EXERCISE INSTRUCTIONS:
Images do not belong in the copy. Retype all the entries below exactly.

INFORMATION GIVEN:
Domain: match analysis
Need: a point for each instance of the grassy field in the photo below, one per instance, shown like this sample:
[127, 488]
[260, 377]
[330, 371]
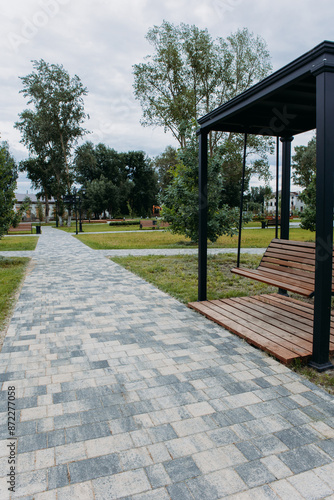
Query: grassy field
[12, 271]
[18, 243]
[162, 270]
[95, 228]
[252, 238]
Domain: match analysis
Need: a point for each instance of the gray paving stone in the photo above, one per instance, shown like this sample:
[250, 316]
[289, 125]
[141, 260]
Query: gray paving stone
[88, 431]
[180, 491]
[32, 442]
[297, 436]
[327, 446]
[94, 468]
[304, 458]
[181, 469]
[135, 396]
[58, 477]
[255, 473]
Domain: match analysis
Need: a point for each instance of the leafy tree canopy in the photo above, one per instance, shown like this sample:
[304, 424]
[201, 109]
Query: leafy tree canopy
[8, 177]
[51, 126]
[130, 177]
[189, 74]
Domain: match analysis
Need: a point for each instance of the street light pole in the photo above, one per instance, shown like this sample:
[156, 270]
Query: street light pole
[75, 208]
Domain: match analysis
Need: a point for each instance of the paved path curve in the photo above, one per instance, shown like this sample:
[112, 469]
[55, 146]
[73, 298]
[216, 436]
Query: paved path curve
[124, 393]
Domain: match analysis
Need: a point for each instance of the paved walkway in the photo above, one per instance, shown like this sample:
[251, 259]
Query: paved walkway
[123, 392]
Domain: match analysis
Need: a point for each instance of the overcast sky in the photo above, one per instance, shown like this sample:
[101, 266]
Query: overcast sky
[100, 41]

WRITTEN SOLUTION:
Domain: match analysis
Need: a point for each instance of the grassy field in the photo below, one per instance, shown like this sample:
[127, 488]
[260, 377]
[330, 371]
Query: grassy field
[12, 271]
[18, 243]
[162, 270]
[95, 228]
[252, 238]
Domain: match analysis
Need: a point for each instance of the gray paving stone in the photo above, one per instance, shown like this sample:
[250, 316]
[289, 125]
[141, 260]
Query: gray paving stone
[88, 431]
[180, 491]
[32, 442]
[297, 436]
[327, 446]
[94, 468]
[304, 458]
[181, 469]
[135, 396]
[58, 477]
[255, 473]
Domain: match analysis
Need: a point for each instance of the leafy tree canopy in the photo above, one per instance, shown like this sample:
[304, 424]
[201, 109]
Query: leafy tree canopy
[8, 177]
[51, 126]
[130, 177]
[189, 74]
Domain: match analysis
Need: a point for each instance of the street light pole in the photo above, one per instance, shown like this sample:
[156, 270]
Query: street light pole
[75, 208]
Domain: match analysis
Need: a point for each instance of the paved path curve in the photo above, one per instance, shown like this sample:
[112, 469]
[55, 146]
[73, 298]
[216, 436]
Query: paved path curve
[124, 393]
Domain: match analysis
Need: a point for each instance of the paved walkway in the photo above, one per instance, shown like this sample:
[251, 259]
Query: paved walkway
[123, 392]
Domain: match analysis
Need: a point for each instance of the overcast sky in the photo above, one per instance, shown like this sample:
[101, 266]
Query: overcast sky
[100, 41]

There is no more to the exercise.